--- START ---
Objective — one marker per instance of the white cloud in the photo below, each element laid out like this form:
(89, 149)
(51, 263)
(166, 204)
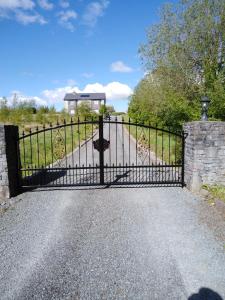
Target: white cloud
(26, 19)
(94, 10)
(71, 82)
(16, 4)
(120, 67)
(45, 4)
(64, 3)
(87, 75)
(65, 18)
(18, 10)
(113, 90)
(20, 97)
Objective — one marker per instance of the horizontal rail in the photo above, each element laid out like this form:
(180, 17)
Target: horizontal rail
(180, 134)
(57, 127)
(97, 167)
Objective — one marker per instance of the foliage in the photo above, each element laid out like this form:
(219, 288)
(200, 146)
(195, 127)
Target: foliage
(84, 111)
(106, 109)
(216, 191)
(184, 58)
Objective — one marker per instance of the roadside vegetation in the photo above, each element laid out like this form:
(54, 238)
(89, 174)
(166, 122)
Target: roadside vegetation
(216, 192)
(184, 59)
(55, 143)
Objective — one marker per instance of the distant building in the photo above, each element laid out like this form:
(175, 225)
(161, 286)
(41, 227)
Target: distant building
(95, 100)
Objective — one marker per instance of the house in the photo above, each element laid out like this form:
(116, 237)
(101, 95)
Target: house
(95, 100)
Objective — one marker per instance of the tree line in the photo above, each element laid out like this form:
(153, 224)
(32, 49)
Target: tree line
(184, 59)
(27, 114)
--- END ---
Problem to solve:
Every line that holds the word "photo" should be copied from the records above.

Output below:
Objective — one marker per instance of the white cloud in the photo below, each element laid out like this form:
Objective — one marker per instance of the horizontal rail in the photo above, each element laid out like this form:
Objective — one marker per instance of the foliage in the photo above, each element laid out like this form:
Objective — one marker per instance of the roadside vegetation in the photo above, each element laid out like this form:
Objective — one marker per instance of the distant building in the photo above, each element laid out like this form:
Objective — one marker per instance of the house in the photo above, each element laid out like this form:
Objective — one marker per instance of the tree line in the photo above, each element laid out like this form:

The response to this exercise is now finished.